Comparing Apache Storm and Trident

As promised in my earlier blog on Trident-benchmarking performance, here is a post comparing Apache Storm to Trident performance Benchmarks.

Race

 Apache Storm is a distributed, free and open source framework, which performs real time computations on unbounded streams of data. In my previous blog, I discussed Trident and its performance and detailed the architecture of Apache Storm and Trident. Trident is a layer of abstraction built on top of Apache Storm. Both Storm and Trident have the same architecture as shown in Fig.1.


Fig 1. Storm – Architecture

Usecase and hardware settings are the same as in my previous experiments on Trident. In short, the usecase is to aggregate the KPI values of Extended Session Records of every user. For further information on the usecase kindly refer to my previous blog.

Topology:

The Experiment:

  • A Kestrel queue is used instead of reading directly from files. A kestrelThriftSpout is used to fetch ESR’s from the kestrel queue.
  • ESR’s are sent in local-or-shuffle mode to the flattener bolts from the spout.
  • Field grouping on dimension values send ESR’s from flattener to aggregator.
  • Greenplum database server was used for storing the output aggregation tables. Each of these tables contains a predefined set of dimension and KPI columns. The aggregator bolts export whole rows into the database with JDBC’s CopyManager API.
----------------
◆ **Task list**
(a) Can you arrange the bounding-box entries running from the line containing "For sports analytics purposes, locate the white tent" through the line containing "[205,438,229,507]", both ends included, as a numbered list with blank lines left out?
(b) Could you pick up the comparison of Apache Storm and Trident from where it stops?

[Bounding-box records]
----------------
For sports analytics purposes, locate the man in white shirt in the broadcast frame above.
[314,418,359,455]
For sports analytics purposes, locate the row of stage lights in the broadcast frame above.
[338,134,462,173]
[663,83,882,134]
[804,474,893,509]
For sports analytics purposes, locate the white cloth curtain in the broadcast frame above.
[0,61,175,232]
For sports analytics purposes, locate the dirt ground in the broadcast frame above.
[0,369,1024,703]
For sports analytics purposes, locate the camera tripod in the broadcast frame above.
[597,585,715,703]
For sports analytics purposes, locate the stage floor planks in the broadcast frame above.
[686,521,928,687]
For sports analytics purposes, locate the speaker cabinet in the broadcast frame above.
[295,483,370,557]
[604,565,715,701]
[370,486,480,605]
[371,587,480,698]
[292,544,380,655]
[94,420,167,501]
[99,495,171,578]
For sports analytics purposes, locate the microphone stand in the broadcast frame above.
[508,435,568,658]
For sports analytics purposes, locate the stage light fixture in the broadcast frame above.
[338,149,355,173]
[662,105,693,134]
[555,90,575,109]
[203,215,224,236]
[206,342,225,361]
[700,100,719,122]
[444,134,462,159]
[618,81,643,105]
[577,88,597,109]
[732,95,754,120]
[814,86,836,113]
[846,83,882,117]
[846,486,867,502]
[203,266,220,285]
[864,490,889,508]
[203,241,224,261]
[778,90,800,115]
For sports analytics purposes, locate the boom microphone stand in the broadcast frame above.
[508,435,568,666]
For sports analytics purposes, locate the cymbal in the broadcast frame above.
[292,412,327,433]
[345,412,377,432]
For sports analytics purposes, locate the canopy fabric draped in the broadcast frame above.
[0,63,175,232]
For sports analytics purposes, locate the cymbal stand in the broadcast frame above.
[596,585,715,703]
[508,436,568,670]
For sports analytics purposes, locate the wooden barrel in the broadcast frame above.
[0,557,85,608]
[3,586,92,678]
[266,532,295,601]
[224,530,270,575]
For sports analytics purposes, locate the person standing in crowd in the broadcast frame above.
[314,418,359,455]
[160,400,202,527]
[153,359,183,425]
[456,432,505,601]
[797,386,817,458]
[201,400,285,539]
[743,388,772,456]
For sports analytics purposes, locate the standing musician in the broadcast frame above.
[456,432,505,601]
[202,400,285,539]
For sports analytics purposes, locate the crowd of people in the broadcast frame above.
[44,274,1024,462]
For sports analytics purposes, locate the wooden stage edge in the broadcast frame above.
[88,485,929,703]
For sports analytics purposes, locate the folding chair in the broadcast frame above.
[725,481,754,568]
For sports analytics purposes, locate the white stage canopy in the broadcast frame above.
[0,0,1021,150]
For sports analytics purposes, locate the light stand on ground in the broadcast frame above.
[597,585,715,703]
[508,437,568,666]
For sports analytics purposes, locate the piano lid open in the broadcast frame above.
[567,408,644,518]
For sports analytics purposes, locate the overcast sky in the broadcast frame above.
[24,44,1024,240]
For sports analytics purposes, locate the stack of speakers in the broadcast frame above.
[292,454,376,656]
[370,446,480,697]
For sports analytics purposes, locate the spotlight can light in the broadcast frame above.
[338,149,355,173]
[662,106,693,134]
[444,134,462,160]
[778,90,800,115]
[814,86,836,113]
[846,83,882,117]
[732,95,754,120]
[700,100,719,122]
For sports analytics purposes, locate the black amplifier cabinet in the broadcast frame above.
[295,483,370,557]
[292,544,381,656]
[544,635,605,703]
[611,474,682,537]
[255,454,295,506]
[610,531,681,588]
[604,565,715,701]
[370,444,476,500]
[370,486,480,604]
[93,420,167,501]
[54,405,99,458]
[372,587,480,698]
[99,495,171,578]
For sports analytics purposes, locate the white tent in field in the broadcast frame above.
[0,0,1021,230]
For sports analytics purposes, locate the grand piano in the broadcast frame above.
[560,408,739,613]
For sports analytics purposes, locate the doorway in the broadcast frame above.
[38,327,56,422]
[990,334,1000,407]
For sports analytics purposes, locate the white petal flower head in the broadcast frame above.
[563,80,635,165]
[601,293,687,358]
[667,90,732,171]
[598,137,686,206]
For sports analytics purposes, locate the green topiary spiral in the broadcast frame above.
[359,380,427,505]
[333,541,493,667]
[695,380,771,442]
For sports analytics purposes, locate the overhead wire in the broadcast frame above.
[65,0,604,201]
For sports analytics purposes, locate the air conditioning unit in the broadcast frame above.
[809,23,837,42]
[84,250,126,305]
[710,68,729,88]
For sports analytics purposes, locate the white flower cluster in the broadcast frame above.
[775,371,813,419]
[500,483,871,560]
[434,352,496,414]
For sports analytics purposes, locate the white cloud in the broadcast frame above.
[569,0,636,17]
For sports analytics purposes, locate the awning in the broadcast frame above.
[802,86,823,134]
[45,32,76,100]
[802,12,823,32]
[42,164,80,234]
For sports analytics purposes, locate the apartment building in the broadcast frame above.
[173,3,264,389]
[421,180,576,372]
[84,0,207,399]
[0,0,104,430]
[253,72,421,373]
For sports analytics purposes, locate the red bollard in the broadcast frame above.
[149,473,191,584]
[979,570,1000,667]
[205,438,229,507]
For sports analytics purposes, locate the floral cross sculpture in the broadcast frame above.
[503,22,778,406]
----------------
◆ **Responses per task**
(a)
1. For sports analytics purposes, locate the white tent in field in the broadcast frame above.
2. [0,0,1021,230]
3. For sports analytics purposes, locate the grand piano in the broadcast frame above.
4. [560,408,739,613]
5. For sports analytics purposes, locate the doorway in the broadcast frame above.
6. [38,327,56,422]
7. [990,334,1000,407]
8. For sports analytics purposes, locate the white petal flower head in the broadcast frame above.
9. [563,80,635,165]
10. [601,293,687,358]
11. [667,90,732,171]
12. [598,137,686,206]
13. For sports analytics purposes, locate the green topiary spiral in the broadcast frame above.
14. [359,380,427,505]
15. [333,541,493,667]
16. [695,380,771,442]
17. For sports analytics purposes, locate the overhead wire in the broadcast frame above.
18. [65,0,604,201]
19. For sports analytics purposes, locate the air conditioning unit in the broadcast frame above.
20. [809,23,837,42]
21. [84,250,126,305]
22. [710,68,729,88]
23. For sports analytics purposes, locate the white flower cluster in the broadcast frame above.
24. [775,371,813,419]
25. [500,483,871,560]
26. [434,352,496,414]
27. For sports analytics purposes, locate the white cloud in the broadcast frame above.
28. [569,0,636,17]
29. For sports analytics purposes, locate the awning in the broadcast frame above.
30. [802,86,823,134]
31. [45,32,76,100]
32. [802,12,823,32]
33. [42,164,80,234]
34. For sports analytics purposes, locate the apartment building in the broadcast frame above.
35. [173,3,264,389]
36. [421,180,576,372]
37. [84,0,207,399]
38. [0,0,104,430]
39. [253,72,421,373]
40. For sports analytics purposes, locate the red bollard in the broadcast frame above.
41. [149,473,191,584]
42. [979,570,1000,667]
43. [205,438,229,507]

(b)
Results:

 Table 1. Performance of Storm


Table 2. Comparing Performance of Storm and Trident

It is to be noted that 1000 ESR’s/sec corresponds to roughly 1 million subscribers. Hence, in storm approximately 8 million subscribers could be handled and in trident approximately 7.4 million subscribers could be handled with the 3 node cluster used for the experiment.

To conclude, both Storm and Trident perform well for flattening when compared to aggregation. The frameworks do not scale linearly (as expected) with addition of more workers/nodes. Both frameworks scale comparatively better for flattening than for aggregation. Since data locality has to be ensured in aggregation (to avoid duplicates), field grouping was done on dimension values and all events with the same dimension value vector are routed to the same instance of the bolt where the corresponding aggregation table was built. Based on our experiences, shuffle grouping distributes the load evenly among all instances of bolts in both storm and trident. Fields grouping cannot guarantee uniform and even distribution of events among bolts. This is a major reason for performance skew in aggregator bolts. Another key reason is the blocking communication issue. Storm and Trident uses LMax Distruptor [4] for intra-worker communication (communication between multiple threads of a worker process). Events spend more time in the waitFor() method of lmax, waiting for a slot in the ring buffer. This adds to the communication time which also contributes majorly for the performance skew.

Further detailed learnings on Trident can be found here.

There are other frameworks like Spark Streaming, which can be used for real time usecases. Druid is a framework specialized for realtime aggregation. The performance of these frameworks can also be compared to the performance of Storm/Trident to arrive at a best recommendation for real time usecases with low and high memory usage.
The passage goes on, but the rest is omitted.